Lines containing the word "lawn" are to be copied from the data below.

Dataset entries
***
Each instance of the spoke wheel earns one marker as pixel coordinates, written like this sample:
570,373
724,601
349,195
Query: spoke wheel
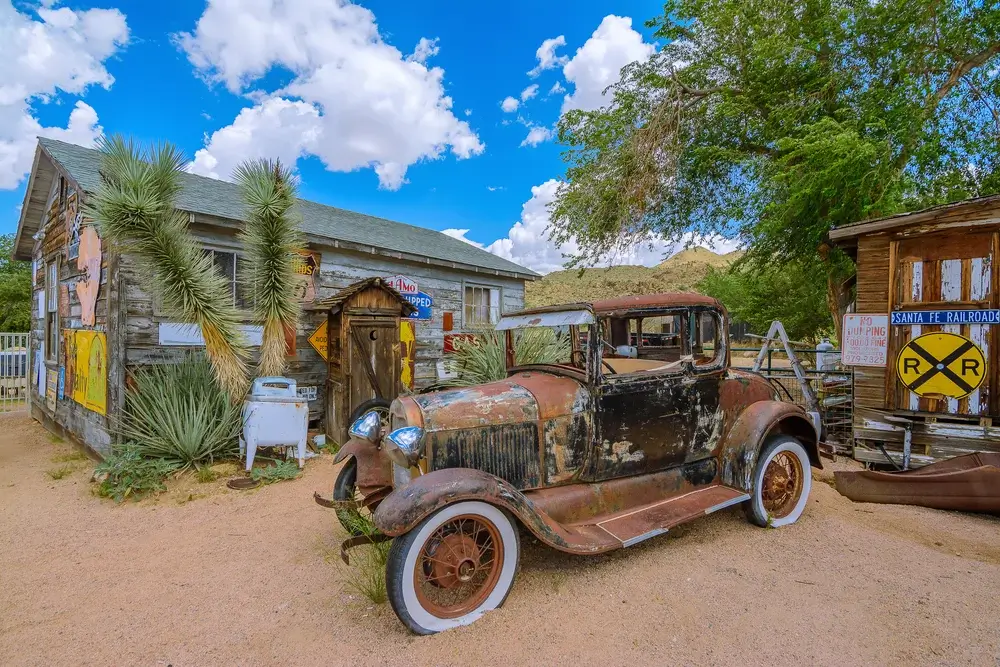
458,566
781,486
452,567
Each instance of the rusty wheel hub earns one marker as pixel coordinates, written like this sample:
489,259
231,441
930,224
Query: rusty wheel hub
781,487
459,566
456,560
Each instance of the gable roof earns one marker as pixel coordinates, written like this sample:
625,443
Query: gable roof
322,225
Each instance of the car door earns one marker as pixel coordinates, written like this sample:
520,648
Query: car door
707,335
643,420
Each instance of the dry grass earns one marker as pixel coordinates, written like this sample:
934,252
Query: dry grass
680,273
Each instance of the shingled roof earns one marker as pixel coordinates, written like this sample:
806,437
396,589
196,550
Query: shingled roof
322,224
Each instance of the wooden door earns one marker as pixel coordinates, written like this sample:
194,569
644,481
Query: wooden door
374,360
953,271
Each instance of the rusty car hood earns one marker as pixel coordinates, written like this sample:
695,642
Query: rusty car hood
527,396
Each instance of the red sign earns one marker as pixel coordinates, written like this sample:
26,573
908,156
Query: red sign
402,284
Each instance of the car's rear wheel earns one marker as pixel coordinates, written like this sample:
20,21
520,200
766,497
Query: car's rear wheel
781,483
457,564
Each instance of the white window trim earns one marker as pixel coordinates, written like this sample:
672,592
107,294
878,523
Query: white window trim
494,288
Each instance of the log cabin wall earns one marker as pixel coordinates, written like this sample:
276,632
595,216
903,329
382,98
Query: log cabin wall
941,259
83,406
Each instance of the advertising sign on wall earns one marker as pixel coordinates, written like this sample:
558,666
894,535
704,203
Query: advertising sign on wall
866,340
90,386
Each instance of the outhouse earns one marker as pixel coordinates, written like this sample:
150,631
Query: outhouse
364,351
925,328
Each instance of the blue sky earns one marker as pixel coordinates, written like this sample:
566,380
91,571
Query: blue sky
161,90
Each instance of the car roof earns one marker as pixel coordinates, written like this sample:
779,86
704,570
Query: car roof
622,305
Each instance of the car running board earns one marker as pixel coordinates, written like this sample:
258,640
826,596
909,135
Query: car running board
657,518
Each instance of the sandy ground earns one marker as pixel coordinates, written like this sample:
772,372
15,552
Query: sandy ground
206,576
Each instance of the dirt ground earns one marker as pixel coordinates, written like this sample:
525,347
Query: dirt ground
207,576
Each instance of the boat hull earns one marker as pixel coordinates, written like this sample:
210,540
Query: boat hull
969,483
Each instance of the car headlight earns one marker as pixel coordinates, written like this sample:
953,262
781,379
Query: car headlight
367,427
402,446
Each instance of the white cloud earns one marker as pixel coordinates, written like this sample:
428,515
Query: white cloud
63,50
460,235
597,64
354,101
528,244
426,48
546,54
537,135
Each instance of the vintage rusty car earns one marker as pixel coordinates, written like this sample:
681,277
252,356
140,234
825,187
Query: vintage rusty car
636,425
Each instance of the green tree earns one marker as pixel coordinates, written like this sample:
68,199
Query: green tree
758,295
15,289
776,120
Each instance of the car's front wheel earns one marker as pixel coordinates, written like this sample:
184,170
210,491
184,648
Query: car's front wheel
781,483
457,564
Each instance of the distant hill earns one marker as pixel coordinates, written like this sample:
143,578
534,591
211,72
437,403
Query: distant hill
679,273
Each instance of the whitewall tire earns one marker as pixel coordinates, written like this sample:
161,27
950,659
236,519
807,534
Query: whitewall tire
456,565
781,483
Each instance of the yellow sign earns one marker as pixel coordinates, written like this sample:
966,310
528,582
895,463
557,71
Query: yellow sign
942,364
90,386
408,357
318,340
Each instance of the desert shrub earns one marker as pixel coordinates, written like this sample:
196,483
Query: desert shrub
277,472
126,473
367,569
483,358
178,412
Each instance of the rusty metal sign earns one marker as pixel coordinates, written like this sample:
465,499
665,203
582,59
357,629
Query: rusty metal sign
941,363
318,340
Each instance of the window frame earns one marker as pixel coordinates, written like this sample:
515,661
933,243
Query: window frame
494,313
51,320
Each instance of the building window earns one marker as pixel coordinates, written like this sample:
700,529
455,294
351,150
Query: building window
52,311
482,305
226,264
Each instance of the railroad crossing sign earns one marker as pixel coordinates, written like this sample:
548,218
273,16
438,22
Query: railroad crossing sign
943,364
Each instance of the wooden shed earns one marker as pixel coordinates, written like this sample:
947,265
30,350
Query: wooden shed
929,272
364,354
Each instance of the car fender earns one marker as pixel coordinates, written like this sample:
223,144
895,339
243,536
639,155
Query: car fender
404,508
758,422
374,467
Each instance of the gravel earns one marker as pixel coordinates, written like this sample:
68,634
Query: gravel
206,576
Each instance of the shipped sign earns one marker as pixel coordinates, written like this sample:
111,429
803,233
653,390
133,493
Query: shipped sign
866,340
902,318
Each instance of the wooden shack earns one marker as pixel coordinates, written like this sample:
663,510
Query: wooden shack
364,353
930,272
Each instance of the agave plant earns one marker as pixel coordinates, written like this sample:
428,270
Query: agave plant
134,209
270,238
483,357
178,413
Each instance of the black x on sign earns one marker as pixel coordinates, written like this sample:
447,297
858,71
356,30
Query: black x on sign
943,364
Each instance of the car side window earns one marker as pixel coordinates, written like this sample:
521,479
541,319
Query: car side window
707,346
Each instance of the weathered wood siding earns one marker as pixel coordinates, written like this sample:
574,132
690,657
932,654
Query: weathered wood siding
872,297
70,418
339,268
947,261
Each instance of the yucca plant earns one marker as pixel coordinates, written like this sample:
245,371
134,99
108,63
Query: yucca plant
134,209
270,238
483,358
178,413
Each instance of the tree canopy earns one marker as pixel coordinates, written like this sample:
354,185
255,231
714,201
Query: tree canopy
15,289
777,120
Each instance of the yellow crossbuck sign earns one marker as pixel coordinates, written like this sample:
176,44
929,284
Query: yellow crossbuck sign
944,364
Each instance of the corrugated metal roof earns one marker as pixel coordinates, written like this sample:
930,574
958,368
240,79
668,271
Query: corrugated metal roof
208,196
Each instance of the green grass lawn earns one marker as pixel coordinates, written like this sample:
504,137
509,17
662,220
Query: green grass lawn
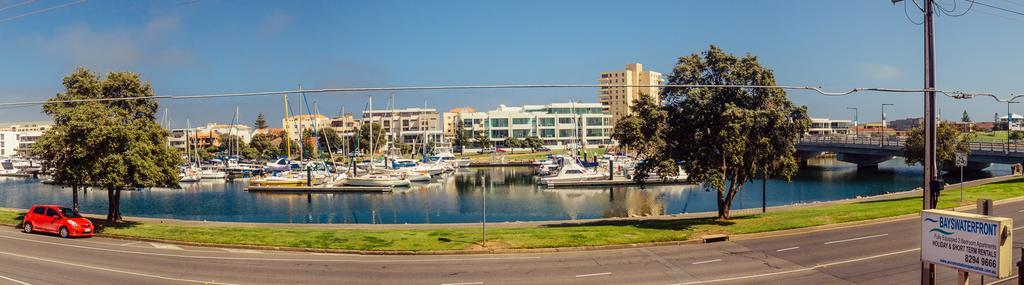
***
__Answer__:
Each instance of the green grass lawn earns one marker as pixel coordinates, written like this sample:
Query: green grass lawn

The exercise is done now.